* [Records drawn from a data source]:
··········

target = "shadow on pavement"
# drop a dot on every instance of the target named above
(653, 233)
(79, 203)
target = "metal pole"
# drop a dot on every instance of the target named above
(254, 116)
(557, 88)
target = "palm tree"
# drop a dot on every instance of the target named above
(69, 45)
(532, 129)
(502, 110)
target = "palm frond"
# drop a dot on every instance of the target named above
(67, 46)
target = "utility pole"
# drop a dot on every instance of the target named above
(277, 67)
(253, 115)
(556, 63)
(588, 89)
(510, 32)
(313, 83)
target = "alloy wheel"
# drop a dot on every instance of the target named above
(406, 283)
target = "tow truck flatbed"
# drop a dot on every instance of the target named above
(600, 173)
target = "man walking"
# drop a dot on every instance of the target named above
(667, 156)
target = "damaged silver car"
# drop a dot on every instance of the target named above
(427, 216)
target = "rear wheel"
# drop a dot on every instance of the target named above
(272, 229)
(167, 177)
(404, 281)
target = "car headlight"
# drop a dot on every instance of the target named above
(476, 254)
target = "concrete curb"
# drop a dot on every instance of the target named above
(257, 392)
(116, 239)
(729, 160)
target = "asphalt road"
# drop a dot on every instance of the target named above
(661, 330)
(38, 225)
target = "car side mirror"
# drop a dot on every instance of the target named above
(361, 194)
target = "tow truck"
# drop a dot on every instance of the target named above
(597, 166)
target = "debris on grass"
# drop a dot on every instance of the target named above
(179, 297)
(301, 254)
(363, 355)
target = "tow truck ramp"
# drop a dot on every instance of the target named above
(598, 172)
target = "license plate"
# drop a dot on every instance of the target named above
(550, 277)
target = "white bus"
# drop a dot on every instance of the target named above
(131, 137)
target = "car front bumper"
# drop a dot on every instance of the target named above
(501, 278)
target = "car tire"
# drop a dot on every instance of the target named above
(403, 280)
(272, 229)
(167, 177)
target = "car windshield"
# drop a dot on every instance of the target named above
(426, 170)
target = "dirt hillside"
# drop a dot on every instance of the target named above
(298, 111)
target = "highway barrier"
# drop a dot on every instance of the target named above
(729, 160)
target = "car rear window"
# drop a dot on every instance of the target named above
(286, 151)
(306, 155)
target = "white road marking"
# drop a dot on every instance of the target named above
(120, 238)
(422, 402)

··········

* [Exercise objective]: From the records above, pick out and copy each line containing the word "white".

* [Output]:
target = "white bus"
target = "white road marking"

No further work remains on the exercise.